→ **GIVEN TASK**
Exactly reproduce the lines from the line that has "Question. Indicate a point on each instance of the young" down to the last line of the entries, inclusive.

[Stored items]
☆ ☆ ☆ ☆ ☆

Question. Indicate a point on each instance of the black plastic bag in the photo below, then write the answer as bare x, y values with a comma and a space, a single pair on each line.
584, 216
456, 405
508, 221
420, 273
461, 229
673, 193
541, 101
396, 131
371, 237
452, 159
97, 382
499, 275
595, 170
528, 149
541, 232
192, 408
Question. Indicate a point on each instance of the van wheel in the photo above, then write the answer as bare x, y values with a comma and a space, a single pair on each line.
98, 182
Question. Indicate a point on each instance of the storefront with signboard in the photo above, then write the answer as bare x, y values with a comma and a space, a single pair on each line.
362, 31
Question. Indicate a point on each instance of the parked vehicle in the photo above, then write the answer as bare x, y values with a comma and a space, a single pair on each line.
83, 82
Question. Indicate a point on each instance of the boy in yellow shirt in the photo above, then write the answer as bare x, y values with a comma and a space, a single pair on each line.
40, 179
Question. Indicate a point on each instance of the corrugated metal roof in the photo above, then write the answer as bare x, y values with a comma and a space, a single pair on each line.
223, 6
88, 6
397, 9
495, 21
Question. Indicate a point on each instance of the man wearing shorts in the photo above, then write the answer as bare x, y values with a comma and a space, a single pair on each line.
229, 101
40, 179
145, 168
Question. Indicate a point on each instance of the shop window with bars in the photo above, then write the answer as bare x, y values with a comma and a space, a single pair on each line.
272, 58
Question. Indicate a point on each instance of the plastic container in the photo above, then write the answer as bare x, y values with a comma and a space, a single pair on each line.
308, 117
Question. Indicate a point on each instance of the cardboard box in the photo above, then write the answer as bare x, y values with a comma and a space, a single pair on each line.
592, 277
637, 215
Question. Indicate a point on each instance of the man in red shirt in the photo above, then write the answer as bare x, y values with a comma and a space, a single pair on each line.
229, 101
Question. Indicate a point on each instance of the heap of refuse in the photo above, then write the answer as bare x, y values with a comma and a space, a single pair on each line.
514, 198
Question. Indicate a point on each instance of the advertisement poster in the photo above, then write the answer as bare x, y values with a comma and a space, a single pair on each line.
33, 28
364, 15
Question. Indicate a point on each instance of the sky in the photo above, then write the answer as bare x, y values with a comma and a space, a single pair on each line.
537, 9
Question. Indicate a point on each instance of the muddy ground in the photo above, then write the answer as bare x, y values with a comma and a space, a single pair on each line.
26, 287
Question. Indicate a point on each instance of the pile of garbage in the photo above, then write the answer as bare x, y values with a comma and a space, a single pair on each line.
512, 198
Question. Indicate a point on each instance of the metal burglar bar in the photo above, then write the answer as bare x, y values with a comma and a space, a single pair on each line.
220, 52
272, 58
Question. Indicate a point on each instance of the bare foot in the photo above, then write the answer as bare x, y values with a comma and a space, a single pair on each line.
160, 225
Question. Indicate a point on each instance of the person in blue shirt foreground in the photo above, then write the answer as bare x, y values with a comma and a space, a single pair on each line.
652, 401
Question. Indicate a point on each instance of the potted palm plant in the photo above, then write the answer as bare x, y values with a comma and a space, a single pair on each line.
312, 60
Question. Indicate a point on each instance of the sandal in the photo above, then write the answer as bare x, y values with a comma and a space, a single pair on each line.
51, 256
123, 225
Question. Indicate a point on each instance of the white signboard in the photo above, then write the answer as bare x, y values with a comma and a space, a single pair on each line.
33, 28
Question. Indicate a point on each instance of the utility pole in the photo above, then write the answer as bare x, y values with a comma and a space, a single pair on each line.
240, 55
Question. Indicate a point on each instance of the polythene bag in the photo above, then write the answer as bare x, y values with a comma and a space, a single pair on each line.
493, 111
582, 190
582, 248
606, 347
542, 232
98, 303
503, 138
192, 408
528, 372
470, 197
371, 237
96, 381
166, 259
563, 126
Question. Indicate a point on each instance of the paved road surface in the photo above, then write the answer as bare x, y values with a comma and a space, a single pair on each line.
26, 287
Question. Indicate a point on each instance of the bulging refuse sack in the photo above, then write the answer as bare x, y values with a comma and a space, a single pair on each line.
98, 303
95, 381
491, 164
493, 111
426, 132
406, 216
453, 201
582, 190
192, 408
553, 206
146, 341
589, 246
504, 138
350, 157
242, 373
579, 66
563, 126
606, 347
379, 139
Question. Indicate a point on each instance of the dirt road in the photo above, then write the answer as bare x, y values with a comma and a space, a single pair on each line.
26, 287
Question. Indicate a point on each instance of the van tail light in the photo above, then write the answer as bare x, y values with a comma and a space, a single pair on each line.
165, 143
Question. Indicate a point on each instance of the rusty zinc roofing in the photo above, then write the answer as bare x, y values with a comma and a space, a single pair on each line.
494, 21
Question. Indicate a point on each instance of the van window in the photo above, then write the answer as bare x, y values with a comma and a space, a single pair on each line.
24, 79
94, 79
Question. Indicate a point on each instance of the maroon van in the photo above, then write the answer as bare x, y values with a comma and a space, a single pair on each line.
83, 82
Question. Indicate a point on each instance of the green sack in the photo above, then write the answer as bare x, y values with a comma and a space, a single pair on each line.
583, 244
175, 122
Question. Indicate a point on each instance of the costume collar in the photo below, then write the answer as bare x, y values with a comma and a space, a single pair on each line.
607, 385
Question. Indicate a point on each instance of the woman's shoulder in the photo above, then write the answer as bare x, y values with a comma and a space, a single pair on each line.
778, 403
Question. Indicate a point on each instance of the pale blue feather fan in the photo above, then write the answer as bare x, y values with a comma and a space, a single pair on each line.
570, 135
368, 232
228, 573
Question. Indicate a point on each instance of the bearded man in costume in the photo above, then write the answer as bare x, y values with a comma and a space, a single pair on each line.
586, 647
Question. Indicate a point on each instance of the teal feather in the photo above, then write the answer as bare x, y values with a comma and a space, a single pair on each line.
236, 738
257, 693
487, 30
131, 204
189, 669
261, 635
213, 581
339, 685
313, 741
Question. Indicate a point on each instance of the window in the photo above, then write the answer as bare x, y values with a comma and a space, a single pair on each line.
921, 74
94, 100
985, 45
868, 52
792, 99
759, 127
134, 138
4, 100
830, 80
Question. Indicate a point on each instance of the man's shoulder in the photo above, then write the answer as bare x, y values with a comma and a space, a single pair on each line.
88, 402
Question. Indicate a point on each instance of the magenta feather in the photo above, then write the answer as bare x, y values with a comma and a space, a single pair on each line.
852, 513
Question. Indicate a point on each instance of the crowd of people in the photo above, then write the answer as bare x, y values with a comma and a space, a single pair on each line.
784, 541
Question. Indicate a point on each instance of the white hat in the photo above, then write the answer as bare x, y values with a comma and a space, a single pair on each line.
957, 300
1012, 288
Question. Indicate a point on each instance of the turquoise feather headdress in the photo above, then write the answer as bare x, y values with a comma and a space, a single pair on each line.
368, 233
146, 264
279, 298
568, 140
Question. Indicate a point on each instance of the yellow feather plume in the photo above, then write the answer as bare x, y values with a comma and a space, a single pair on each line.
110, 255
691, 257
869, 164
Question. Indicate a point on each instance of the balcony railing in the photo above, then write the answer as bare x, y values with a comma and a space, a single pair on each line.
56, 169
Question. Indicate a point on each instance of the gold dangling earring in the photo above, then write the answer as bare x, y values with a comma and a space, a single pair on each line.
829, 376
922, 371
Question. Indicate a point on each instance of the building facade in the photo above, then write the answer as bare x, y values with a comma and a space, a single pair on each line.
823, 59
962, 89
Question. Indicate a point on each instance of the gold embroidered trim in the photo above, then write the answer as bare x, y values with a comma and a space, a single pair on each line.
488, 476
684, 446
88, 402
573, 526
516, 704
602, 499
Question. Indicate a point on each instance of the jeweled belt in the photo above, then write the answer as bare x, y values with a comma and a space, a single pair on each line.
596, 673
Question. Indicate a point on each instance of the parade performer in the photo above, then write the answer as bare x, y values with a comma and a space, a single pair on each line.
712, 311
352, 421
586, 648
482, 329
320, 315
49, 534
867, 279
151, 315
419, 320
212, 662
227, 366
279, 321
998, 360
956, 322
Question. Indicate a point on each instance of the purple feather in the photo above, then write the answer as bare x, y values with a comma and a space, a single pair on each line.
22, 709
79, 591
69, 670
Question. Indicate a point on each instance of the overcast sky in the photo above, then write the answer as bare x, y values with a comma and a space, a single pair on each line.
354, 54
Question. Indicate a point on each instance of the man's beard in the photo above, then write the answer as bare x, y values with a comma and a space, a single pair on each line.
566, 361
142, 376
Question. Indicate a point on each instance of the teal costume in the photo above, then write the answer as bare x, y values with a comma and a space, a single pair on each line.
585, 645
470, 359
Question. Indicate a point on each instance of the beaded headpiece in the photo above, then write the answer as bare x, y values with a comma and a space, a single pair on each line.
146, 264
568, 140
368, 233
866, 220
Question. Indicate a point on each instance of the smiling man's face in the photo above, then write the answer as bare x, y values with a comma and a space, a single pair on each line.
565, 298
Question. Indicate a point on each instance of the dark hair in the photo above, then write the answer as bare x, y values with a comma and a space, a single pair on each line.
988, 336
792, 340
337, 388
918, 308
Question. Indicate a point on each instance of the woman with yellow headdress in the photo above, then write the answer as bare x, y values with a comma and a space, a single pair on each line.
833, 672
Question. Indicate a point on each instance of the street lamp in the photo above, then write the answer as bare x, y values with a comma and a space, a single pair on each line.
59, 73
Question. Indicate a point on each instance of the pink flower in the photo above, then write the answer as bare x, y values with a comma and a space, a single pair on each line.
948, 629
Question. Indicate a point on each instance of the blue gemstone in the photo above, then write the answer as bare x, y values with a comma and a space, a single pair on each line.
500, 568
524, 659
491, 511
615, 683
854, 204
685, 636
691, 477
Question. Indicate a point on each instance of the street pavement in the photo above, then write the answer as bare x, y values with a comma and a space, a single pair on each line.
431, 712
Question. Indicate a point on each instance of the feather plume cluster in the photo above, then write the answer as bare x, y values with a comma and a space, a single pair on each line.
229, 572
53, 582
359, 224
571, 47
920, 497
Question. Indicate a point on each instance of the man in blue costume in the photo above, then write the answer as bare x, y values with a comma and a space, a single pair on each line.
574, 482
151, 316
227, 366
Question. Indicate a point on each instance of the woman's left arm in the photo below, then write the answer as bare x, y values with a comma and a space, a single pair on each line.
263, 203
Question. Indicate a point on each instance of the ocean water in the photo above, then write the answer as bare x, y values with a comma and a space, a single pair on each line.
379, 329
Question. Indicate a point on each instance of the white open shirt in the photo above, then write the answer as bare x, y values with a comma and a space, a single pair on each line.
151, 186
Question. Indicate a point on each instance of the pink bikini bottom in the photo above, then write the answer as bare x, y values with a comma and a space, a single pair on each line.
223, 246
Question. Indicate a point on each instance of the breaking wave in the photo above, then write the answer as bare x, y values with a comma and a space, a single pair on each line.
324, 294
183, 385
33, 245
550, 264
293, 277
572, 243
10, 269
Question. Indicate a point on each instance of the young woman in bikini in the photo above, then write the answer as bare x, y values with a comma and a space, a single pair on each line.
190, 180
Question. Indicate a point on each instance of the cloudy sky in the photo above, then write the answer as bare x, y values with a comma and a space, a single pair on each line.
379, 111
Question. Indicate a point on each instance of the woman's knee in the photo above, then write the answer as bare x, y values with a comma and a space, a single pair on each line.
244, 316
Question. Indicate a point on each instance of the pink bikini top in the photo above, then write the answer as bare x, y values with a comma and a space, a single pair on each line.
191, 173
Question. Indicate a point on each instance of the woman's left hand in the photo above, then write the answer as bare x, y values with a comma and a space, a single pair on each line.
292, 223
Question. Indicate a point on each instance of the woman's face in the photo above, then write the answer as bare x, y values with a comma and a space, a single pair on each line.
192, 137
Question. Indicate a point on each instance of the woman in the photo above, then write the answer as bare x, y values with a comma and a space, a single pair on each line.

☆ ☆ ☆ ☆ ☆

→ **IN RESPONSE**
Question. Indicate a point on each instance of the young woman in bikini in the photo above, then write the answer as bare x, y values with a comma and a space, a single pair on each line.
190, 180
Question. Indicate a point on each instance of the cloudy sky in the photo above, then write the answer as bare x, y values with a comma and a space, a single pair on each line.
379, 111
Question. Indicate a point on each instance of the woman's knee in the photo above, then write the answer as bare x, y values with a comma and a space, a single pair on each line.
244, 316
Question. Indicate a point on each instance of the pink bikini top in the photo above, then write the answer as bare x, y values with a comma and a space, a single pair on each line.
191, 173
Question. Indicate a point on each instance of the woman's left hand in the photo above, then write the answer as bare x, y values with a comma and a space, a single pair on each line.
292, 223
Question. Indicate a point on each instance of the woman's face in the photo above, then write the answer as bare x, y values with a comma and a space, a single pair on each line.
192, 137
Question. Indicate a point on each instance of the woman in the photo above, then write the answer as bare x, y values with a comma and a space, a single pair on each line.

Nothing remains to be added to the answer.